▸ **Fragmento de texto**
--------------------

De carácter afable, siempre estaba dispuesto a buscar la sonrisa en sus visitas, como si tuviera que destensar un ambiente poco propicio. Sin embargo, provocaba auténtico pánico entre los más pequeños, que corrían despavoridos a esconderse en rincones y reductos en los que incrédulamente pensaban que estarían a salvo, cuando el timbre les anunciaba la llegada del practicante que les atemorizaba con sus jeringuillas. Un recuerdo que se ha quedado en el imaginario colectivo y que todavía rememoran aquellos que vuelven a bucear en el pasado de su infancia.

El ritual se repetía de forma sistemática en cada visita a cada enfermo, ya que los inyectables de un solo uso llegaron a utilizarse masivamente cuando su trayectoria profesional entraba en su recta final. De su pequeña cartera sacaba las jeringuillas de cristal al uso y, con el alcohol como combustible, las desinfectaba al fuego antes de introducir en ellas el contenido de los fármacos que inyectaba de inmediato en los pacientes. Un proceso en el que apenas transcurrían escasos minutos antes de emprender de nuevo su camino en dirección a su siguiente destino. El recorrido lo había organizado la noche antes para que primara la eficiencia, teniendo en cuenta el horario, las necesidades de los pacientes, la proximidad de cada domicilio al que tenía que acudir e improvisando sobre la marcha cómo atender aquellos nuevos avisos que se iban sucediendo a lo largo de la jornada a través de llamadas telefónicas o de forma presencial.

Como colofón a su labor, el Colegio de Enfermería de Alicante, con motivo de su jubilación, le nombró Colegiado Honorífico a Perpetuidad y le otorgó el Diploma de Honor de la Profesión en un acto de reconocimiento público de los compañeros que compartieron con él la atención y el cuidado de la salud de sus conciudadanos.

--------------------

▸ **Datos extraídos**
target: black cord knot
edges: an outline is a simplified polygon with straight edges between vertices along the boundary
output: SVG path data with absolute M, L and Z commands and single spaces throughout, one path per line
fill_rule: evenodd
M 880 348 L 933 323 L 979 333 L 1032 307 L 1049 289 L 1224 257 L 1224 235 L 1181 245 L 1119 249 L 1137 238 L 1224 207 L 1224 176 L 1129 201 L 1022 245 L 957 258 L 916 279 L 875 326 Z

--------------------

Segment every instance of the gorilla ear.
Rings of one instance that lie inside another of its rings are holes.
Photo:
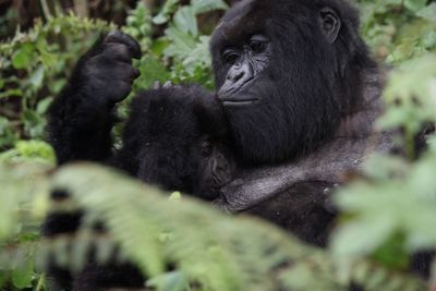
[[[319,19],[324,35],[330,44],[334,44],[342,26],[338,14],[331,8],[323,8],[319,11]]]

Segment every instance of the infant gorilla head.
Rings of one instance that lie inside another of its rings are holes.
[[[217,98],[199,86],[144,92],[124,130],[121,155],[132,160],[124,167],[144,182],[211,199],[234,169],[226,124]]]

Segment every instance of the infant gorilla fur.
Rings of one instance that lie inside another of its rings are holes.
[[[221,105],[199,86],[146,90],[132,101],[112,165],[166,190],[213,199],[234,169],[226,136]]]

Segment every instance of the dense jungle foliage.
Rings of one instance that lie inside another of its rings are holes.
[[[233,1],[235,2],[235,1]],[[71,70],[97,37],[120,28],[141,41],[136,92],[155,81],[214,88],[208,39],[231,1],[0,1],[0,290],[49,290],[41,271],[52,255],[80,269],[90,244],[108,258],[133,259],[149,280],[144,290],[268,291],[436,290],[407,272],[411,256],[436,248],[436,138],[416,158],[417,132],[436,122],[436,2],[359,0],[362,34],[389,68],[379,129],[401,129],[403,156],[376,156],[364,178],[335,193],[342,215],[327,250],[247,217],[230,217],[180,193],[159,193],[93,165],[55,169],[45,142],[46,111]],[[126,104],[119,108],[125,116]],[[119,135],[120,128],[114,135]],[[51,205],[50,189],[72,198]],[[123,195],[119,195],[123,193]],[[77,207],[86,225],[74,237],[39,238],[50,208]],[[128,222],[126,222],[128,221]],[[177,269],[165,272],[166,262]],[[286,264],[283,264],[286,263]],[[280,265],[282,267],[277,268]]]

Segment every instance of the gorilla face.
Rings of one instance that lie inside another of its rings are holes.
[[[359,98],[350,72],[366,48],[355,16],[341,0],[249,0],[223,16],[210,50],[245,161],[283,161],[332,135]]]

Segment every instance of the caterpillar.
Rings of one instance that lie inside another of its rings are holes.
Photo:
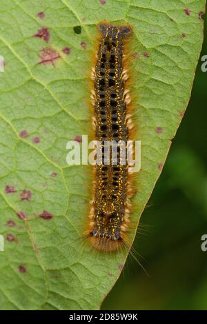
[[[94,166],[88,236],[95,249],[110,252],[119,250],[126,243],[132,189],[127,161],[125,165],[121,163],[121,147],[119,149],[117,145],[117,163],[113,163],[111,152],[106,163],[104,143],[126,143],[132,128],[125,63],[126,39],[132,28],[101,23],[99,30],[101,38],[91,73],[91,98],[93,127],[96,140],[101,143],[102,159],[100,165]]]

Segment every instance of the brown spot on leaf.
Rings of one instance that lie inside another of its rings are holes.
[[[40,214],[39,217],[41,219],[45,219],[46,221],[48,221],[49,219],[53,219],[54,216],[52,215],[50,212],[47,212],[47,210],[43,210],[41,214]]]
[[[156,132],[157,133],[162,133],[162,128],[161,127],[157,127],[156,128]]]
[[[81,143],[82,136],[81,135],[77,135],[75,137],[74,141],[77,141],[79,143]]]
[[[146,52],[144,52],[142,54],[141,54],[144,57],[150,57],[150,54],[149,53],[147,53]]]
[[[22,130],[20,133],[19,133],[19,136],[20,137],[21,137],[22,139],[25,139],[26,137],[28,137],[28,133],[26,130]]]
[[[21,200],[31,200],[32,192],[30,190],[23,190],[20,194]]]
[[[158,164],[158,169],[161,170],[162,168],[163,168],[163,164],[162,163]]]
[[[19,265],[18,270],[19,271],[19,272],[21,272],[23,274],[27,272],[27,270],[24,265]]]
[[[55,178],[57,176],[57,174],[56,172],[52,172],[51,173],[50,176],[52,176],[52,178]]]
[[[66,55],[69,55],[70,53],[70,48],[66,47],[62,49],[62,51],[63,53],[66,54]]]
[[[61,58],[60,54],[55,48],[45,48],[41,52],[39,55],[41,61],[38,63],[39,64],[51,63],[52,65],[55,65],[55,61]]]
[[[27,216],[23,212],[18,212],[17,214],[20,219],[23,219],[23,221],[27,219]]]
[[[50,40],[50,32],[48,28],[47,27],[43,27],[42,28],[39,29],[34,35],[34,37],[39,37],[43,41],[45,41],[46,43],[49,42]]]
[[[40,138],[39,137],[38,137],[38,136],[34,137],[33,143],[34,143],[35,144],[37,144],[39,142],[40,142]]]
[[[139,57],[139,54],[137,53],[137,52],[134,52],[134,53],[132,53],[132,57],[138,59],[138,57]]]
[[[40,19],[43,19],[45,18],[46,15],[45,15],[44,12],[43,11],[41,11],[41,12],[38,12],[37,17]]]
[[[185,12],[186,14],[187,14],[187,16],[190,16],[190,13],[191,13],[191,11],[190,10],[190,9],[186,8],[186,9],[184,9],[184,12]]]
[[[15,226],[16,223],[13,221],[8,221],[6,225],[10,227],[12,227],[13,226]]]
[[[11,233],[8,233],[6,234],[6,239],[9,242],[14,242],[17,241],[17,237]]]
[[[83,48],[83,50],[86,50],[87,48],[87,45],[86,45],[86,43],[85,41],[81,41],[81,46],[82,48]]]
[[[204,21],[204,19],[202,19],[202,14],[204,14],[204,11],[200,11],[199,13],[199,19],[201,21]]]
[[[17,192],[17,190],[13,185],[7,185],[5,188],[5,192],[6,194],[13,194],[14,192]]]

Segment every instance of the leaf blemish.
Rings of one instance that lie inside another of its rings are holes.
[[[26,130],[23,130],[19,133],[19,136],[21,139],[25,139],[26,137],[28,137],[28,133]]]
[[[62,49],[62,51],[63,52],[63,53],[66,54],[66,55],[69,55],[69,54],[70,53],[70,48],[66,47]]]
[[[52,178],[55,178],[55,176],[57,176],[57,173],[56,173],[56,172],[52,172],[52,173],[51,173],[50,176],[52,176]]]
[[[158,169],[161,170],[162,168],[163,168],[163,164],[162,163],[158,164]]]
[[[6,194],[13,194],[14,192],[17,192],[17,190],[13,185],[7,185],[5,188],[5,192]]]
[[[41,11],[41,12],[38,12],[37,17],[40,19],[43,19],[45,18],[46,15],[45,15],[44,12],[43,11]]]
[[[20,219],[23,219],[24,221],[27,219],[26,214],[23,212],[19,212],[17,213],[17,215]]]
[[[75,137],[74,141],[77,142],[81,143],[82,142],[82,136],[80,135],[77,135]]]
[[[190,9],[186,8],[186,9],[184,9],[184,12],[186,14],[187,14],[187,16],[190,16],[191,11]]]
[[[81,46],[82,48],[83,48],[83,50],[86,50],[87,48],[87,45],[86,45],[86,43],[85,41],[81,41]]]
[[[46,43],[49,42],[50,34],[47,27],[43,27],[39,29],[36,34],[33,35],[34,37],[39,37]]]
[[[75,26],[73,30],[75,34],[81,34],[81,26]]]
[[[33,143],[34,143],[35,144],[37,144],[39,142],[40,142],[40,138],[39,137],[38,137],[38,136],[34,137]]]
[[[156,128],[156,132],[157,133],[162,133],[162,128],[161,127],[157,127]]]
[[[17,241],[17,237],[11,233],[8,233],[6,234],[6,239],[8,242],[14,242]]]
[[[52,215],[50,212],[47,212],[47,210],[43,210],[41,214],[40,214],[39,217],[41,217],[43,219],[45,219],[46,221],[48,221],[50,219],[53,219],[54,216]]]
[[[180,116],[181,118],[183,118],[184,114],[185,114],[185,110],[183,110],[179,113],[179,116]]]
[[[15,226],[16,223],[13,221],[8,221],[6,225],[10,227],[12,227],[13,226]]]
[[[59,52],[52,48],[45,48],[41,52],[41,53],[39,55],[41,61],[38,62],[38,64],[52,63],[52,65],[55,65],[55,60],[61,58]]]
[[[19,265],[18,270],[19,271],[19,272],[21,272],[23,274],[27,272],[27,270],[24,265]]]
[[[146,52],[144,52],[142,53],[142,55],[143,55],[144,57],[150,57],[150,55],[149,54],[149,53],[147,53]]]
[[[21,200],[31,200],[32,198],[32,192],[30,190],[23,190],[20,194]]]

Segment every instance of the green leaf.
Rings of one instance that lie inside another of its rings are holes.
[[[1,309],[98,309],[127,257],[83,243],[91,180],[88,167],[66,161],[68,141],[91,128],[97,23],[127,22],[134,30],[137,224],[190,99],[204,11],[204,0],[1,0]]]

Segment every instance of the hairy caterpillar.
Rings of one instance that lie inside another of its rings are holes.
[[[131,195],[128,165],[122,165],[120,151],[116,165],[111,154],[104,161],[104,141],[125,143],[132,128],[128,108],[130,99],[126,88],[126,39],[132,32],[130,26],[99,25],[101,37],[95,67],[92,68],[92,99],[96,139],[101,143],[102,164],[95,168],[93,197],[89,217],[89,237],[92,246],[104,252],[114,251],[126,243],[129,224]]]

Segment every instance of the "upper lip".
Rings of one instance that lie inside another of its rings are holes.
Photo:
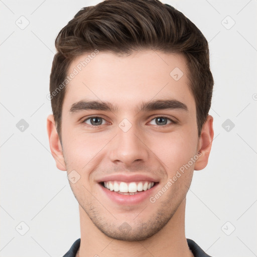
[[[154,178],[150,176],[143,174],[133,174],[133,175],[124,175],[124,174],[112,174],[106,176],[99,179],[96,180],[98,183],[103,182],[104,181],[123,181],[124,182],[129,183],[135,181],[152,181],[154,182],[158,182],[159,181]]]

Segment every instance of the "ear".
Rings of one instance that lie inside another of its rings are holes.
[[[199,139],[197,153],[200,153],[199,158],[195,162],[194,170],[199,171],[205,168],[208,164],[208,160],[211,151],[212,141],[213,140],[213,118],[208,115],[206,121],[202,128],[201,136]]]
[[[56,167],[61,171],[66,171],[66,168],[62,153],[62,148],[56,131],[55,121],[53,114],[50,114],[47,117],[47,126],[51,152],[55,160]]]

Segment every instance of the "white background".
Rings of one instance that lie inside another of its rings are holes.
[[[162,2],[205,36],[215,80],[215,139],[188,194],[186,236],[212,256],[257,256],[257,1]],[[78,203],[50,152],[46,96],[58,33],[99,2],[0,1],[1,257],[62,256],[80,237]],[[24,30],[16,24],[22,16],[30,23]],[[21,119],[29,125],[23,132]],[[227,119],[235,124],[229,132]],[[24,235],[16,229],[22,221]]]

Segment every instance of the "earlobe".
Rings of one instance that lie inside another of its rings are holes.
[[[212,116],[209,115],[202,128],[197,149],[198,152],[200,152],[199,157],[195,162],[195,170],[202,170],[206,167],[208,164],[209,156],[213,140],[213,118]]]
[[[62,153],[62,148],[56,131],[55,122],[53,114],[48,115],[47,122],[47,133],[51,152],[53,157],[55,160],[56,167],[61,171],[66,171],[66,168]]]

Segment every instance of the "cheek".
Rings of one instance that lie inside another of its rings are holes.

--------------------

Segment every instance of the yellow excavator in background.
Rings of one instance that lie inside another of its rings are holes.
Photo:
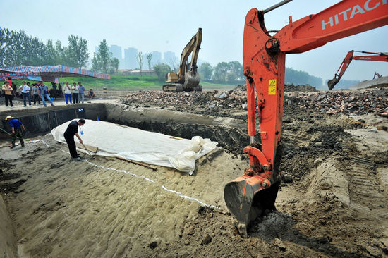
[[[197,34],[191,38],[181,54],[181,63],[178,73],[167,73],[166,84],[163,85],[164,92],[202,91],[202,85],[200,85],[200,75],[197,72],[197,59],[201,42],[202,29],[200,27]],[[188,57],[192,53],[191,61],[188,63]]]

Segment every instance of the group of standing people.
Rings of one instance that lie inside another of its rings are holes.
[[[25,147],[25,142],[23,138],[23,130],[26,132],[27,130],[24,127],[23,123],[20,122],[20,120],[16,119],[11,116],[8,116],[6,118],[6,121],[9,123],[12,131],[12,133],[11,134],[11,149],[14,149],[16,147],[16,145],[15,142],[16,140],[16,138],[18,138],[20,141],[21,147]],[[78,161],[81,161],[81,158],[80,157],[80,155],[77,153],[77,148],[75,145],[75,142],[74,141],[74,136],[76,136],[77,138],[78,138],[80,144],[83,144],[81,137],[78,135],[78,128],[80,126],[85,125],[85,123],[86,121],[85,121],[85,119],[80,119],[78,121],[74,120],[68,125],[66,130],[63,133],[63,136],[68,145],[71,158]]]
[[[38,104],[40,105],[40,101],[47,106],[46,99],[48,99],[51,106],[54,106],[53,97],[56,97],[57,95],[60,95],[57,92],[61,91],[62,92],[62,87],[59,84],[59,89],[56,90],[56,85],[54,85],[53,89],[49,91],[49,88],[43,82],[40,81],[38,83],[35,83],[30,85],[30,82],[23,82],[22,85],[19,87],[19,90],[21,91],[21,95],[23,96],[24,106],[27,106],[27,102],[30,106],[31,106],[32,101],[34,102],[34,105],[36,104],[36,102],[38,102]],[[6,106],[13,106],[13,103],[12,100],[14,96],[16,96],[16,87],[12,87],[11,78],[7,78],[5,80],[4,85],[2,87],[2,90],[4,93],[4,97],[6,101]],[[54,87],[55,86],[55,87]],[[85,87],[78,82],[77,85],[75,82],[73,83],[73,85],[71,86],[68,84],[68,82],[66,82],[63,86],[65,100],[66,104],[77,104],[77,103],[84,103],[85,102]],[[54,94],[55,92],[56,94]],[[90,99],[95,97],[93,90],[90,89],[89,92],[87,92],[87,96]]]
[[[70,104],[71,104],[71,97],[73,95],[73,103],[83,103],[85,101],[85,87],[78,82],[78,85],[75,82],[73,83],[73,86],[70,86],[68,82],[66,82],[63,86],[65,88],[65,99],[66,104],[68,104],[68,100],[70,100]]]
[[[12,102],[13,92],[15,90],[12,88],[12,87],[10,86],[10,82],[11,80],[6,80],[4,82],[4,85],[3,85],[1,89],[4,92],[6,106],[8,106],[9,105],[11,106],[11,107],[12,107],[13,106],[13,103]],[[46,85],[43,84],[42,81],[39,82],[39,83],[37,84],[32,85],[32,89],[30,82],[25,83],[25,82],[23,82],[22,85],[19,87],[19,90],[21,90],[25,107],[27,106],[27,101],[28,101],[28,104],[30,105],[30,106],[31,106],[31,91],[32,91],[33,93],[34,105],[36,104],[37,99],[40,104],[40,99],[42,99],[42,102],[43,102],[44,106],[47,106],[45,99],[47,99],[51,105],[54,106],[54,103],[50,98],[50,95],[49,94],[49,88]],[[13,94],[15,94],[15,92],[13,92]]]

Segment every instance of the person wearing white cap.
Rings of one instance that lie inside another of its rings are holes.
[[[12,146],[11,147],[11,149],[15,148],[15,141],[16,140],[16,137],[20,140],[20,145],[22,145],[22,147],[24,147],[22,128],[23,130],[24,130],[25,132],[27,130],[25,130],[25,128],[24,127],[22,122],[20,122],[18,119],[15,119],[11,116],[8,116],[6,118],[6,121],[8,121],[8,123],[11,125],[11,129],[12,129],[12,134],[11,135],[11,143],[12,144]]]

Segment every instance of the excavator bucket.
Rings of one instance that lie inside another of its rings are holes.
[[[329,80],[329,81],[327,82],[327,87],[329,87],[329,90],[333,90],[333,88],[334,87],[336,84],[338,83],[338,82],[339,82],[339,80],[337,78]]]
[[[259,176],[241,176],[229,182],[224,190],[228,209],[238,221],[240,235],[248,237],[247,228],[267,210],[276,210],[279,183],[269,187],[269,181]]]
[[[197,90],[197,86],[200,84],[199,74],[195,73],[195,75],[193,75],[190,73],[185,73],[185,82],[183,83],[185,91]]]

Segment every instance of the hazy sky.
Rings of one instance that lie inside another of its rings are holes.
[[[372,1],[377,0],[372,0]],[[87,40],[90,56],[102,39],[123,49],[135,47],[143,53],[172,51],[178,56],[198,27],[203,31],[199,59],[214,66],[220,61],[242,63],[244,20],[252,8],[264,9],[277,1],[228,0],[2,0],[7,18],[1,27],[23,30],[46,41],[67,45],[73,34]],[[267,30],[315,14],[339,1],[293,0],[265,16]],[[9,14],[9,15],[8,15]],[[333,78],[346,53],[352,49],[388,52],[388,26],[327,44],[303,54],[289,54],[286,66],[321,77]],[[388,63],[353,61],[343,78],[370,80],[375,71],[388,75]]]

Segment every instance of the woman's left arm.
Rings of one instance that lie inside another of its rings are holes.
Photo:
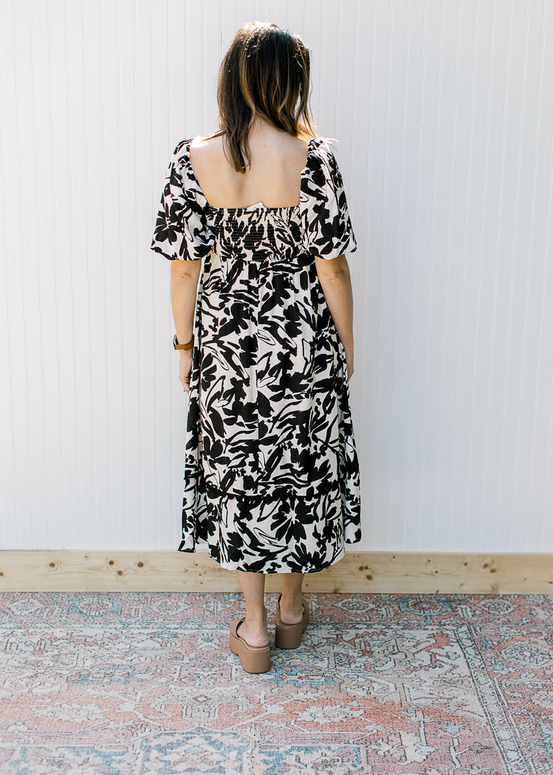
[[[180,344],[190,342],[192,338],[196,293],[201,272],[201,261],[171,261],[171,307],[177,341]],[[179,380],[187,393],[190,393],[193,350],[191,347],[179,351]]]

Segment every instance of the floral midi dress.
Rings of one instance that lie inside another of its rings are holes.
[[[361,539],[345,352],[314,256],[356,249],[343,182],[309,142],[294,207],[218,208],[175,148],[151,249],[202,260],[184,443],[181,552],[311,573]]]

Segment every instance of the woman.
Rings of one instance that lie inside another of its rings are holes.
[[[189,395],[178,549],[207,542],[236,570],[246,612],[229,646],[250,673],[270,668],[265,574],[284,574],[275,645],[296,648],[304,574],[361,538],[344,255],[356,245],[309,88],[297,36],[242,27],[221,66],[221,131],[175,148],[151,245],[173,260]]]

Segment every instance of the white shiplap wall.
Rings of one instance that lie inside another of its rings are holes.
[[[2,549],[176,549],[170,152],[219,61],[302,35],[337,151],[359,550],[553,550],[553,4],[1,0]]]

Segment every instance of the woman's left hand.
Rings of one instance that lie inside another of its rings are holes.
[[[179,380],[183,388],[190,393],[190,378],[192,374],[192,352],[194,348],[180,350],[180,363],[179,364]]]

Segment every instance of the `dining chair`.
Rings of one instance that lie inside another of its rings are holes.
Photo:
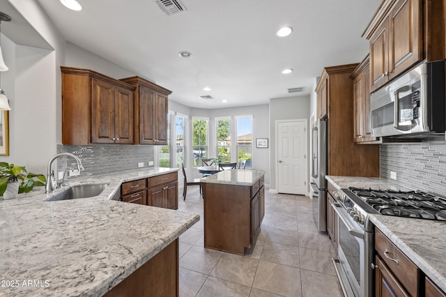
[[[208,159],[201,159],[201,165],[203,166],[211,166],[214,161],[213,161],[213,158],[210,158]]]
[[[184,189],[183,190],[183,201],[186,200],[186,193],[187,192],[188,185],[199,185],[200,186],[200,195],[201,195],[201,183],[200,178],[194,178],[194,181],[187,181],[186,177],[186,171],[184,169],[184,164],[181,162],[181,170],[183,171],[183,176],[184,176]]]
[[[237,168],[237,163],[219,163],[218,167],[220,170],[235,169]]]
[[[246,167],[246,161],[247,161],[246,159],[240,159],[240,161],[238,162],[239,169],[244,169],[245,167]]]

--------------------

▸ **Trabajo a realizar**
1. Enumera los factores que, según el fragmento sobre el practicante, tenía en cuenta al organizar la noche anterior el recorrido de sus visitas.
2. Responde a partir del fragmento sobre el practicante:
(a) ¿Qué anunciaba a los más pequeños la llegada del practicante?
(b) ¿Qué usaba como combustible para desinfectar las jeringuillas de cristal al fuego?
(c) ¿Qué institución le nombró Colegiado Honorífico a Perpetuidad con motivo de su jubilación?

▸ **Respuestas por tarea**
1.
- El horario
- Las necesidades de los pacientes
- La proximidad de cada domicilio al que tenía que acudir

2.
(a) El timbre.
(b) El alcohol.
(c) El Colegio de Enfermería de Alicante.